==== Records

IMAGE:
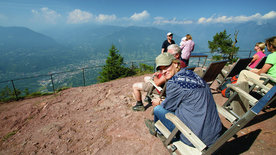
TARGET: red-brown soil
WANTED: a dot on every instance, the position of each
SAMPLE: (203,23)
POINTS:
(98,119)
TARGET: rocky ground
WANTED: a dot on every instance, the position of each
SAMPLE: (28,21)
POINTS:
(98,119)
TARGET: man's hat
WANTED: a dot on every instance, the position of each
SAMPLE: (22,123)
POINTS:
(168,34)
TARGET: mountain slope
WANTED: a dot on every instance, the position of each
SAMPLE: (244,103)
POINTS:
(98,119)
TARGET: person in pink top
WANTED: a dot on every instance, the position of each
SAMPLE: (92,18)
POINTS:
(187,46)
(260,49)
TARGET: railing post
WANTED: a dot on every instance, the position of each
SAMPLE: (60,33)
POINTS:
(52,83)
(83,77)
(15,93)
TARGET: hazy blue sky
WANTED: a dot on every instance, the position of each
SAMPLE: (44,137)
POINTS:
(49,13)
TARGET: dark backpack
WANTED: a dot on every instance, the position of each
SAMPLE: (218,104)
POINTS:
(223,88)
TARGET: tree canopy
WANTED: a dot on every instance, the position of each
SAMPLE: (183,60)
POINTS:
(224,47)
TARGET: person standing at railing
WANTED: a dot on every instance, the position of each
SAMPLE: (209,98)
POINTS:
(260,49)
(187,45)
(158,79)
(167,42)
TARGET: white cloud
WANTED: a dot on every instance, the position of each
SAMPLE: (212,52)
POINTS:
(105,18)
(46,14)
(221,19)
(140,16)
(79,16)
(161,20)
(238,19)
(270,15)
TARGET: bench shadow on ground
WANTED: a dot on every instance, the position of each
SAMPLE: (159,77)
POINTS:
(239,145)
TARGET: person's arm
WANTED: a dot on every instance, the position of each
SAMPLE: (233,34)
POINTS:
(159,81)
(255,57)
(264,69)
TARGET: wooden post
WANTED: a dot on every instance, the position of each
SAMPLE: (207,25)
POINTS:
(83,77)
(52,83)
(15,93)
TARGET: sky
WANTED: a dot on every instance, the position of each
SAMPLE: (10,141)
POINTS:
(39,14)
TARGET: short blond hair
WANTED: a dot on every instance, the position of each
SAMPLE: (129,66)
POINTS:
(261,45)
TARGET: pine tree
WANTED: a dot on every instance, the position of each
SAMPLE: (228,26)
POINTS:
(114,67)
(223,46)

========
==== Records

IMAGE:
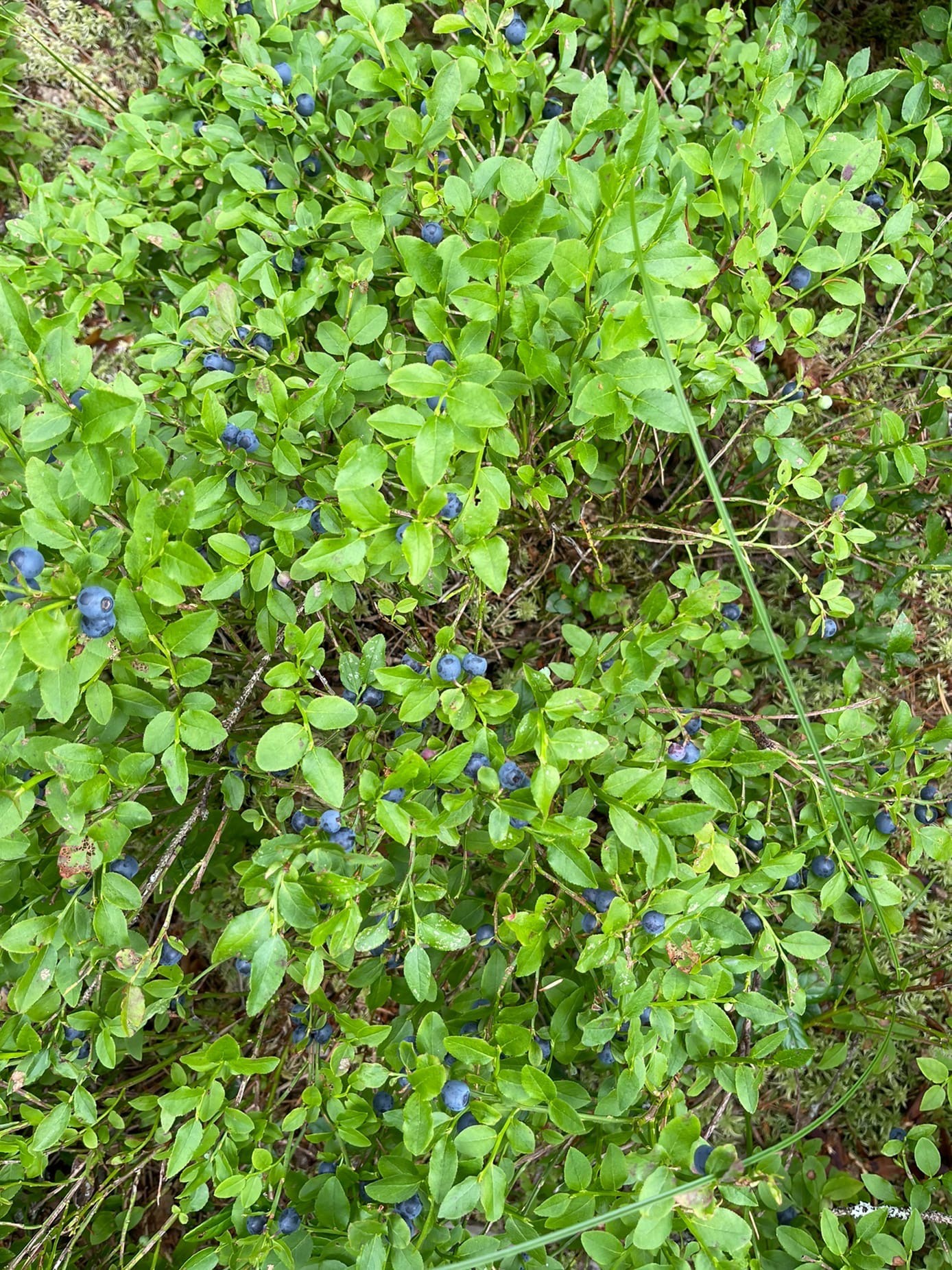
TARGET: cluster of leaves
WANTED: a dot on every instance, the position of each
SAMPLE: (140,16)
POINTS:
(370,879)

========
==== Records

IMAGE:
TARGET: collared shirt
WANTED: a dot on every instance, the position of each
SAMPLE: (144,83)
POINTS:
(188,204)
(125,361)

========

Count how many lines of the records contain the word "ground", and reply with only that number.

Correct output — 2